[Location annotation dataset excerpts]
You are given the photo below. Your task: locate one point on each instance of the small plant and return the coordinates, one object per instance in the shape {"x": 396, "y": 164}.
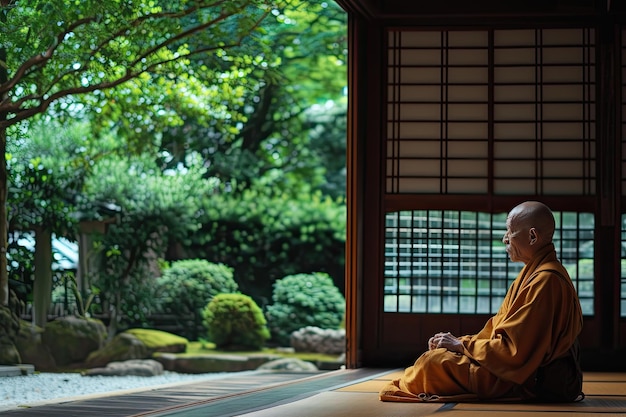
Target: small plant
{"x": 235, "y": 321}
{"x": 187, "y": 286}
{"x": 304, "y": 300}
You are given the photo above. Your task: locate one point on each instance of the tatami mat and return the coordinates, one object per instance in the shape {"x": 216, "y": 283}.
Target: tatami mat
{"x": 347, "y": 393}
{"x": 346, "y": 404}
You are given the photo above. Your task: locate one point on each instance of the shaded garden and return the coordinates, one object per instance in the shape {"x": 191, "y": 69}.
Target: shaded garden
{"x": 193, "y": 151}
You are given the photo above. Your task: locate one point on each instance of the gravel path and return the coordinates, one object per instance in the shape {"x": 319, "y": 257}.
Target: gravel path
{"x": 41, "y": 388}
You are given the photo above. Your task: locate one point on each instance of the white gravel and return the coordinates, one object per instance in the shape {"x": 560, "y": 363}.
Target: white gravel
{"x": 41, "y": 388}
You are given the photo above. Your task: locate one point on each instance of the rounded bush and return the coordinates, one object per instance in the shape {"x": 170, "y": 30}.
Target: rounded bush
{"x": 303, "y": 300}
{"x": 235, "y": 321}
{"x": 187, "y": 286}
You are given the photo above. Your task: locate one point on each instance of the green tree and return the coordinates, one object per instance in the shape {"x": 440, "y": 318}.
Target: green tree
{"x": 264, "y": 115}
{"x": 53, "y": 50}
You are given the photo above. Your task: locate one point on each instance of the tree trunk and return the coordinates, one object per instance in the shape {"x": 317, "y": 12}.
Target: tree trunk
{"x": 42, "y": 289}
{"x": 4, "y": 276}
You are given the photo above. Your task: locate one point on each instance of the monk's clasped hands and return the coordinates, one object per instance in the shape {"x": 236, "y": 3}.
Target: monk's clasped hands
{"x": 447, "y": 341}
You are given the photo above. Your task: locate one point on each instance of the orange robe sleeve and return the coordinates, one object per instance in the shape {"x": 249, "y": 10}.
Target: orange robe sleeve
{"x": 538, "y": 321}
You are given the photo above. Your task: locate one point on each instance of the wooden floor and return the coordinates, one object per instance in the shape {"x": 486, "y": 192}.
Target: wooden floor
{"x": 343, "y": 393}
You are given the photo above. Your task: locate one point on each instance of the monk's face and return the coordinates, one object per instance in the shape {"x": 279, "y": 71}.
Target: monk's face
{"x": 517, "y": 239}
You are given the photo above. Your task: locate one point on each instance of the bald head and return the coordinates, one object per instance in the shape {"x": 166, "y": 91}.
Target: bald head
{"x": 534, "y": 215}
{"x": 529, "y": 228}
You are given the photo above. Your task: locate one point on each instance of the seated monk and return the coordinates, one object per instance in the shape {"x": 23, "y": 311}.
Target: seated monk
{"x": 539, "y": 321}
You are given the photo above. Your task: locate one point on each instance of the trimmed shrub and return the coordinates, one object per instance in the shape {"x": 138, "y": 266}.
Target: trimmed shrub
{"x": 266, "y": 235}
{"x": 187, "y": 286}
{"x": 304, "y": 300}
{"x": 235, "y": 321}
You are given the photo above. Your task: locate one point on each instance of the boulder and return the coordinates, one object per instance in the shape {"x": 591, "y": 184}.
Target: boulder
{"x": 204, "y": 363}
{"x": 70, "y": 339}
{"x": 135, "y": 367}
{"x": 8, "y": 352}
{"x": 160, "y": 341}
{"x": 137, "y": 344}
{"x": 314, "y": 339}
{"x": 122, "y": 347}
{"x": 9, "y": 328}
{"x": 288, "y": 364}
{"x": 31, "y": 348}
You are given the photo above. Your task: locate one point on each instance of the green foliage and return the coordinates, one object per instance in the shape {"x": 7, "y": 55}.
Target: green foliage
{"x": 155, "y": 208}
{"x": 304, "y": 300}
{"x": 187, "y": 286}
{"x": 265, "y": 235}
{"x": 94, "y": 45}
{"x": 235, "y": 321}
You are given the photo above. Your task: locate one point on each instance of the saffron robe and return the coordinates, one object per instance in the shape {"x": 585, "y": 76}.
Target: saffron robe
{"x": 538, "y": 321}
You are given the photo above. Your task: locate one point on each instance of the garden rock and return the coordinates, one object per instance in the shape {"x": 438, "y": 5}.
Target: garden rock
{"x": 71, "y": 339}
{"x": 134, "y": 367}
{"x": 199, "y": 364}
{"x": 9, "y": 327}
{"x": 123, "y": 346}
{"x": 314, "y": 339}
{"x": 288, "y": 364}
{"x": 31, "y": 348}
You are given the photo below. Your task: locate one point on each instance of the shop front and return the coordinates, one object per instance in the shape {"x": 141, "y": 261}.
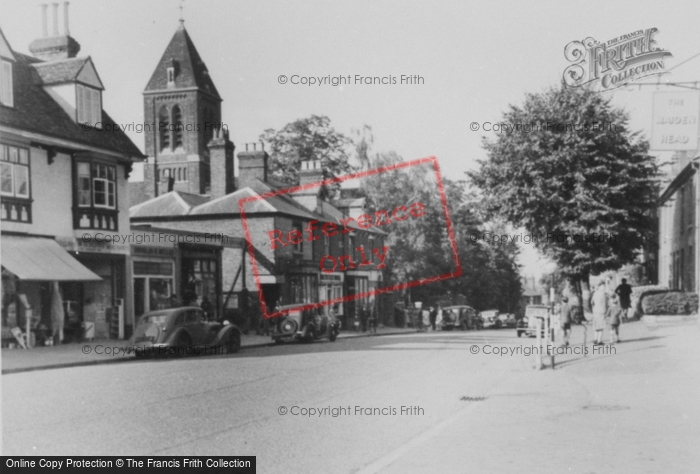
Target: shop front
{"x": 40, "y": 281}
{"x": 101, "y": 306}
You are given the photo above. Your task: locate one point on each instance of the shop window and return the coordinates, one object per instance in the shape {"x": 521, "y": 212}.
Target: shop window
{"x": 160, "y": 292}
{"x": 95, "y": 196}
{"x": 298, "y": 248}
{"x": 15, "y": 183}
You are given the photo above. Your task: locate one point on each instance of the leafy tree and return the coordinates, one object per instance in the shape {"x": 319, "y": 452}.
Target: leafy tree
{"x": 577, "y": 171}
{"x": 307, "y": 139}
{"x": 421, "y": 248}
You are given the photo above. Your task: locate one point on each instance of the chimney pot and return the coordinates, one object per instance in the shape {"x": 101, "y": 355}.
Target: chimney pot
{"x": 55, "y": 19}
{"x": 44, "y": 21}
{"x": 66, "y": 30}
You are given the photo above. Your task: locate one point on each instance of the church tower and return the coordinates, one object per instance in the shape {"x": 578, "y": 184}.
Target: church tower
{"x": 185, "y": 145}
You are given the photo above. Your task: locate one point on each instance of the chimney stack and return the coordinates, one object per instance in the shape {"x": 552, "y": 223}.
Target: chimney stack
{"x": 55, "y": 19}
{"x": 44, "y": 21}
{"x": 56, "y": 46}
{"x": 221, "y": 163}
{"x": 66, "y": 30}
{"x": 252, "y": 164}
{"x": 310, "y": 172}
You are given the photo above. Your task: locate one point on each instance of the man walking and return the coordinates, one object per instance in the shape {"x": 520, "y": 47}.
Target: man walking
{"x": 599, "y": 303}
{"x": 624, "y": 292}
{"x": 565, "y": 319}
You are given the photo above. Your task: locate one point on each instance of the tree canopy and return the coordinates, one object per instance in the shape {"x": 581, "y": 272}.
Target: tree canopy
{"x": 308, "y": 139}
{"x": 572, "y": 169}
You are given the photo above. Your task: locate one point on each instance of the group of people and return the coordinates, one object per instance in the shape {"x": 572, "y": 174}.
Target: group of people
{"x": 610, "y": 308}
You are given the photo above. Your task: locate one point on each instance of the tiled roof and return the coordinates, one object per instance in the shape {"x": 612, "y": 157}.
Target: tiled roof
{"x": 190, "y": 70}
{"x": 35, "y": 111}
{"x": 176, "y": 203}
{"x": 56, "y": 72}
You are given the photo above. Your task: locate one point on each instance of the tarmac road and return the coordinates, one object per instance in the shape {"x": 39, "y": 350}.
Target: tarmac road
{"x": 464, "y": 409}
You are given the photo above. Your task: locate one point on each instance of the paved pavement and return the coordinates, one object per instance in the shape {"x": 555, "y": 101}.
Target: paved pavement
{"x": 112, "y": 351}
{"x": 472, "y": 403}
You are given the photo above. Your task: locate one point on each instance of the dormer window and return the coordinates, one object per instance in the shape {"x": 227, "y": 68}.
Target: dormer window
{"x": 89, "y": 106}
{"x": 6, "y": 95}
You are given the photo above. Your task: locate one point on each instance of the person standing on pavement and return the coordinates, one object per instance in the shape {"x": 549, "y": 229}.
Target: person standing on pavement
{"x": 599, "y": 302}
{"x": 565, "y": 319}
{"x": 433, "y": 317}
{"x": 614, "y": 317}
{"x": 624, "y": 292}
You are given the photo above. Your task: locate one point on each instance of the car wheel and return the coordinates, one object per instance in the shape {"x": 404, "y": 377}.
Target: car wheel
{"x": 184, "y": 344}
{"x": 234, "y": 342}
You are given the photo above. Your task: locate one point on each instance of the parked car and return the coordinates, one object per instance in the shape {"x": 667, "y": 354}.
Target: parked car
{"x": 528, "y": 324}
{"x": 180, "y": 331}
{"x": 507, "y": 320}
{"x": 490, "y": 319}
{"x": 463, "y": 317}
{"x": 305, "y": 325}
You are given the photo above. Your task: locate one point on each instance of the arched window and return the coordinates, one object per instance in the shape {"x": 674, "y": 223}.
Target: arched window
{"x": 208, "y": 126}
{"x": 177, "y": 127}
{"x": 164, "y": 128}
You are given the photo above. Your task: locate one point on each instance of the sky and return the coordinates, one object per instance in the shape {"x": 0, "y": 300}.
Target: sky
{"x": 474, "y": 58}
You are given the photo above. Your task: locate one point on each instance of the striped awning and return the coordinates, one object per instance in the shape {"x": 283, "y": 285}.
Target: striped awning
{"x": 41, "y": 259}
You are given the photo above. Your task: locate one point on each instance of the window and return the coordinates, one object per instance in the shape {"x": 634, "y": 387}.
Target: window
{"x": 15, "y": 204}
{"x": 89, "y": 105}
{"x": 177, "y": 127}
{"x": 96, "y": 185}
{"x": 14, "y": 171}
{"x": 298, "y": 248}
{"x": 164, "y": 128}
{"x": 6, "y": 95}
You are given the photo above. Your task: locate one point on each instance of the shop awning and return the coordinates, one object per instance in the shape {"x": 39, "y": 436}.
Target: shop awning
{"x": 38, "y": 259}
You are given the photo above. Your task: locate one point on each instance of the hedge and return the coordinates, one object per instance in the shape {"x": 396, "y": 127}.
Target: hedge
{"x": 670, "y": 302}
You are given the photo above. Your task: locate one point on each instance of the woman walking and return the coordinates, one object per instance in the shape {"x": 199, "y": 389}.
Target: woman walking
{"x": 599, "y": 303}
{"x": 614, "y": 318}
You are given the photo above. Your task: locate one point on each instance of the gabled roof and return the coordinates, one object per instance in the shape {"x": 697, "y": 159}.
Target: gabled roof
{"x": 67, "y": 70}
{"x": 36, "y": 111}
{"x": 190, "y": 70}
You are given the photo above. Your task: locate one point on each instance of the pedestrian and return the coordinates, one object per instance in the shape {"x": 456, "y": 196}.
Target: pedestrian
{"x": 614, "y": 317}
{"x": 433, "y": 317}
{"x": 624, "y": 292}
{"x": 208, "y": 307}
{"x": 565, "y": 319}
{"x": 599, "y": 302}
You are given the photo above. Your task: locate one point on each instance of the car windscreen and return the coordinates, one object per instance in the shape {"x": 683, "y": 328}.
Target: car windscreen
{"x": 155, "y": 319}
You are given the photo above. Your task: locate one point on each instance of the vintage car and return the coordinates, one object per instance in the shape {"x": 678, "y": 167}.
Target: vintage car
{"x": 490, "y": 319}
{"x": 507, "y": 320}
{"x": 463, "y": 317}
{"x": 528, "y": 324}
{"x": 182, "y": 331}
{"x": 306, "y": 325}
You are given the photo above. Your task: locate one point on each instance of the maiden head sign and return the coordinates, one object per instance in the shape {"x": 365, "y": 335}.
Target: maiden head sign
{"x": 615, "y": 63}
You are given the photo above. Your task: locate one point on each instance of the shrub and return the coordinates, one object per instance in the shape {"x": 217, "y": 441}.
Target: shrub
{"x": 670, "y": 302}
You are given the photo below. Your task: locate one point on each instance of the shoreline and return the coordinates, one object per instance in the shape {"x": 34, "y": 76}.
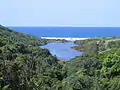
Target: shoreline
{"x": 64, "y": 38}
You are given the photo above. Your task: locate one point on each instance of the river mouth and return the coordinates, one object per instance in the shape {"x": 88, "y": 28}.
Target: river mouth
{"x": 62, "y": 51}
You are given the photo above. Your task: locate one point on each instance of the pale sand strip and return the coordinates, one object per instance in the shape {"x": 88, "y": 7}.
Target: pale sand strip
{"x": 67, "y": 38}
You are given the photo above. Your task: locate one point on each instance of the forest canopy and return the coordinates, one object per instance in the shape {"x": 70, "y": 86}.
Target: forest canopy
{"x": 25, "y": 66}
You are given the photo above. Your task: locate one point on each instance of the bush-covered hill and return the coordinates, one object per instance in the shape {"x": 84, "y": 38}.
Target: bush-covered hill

### [TASK TO COMPLETE]
Return every line from the one holding "of the pale" through the end of the data, exactly as it appears, with both ends kept and nothing else.

### [ANSWER TO THIS TASK]
You are given the photo above. Your task: locate one point on each instance of the pale sand strip and return the coordinates, one object per instance in the shape {"x": 88, "y": 7}.
Target: pale sand strip
{"x": 67, "y": 38}
You are given the photo above. Your task: locate one point on each instance of the forest canopy and return the coordinates, one object per instance in the shape {"x": 70, "y": 86}.
Target: forest canopy
{"x": 25, "y": 66}
You are given the photo above. Your task: locate one point on each instance of the bush-covered hill and return the coordinates, one object per instance in the shape {"x": 84, "y": 38}.
Target: bush-covered hill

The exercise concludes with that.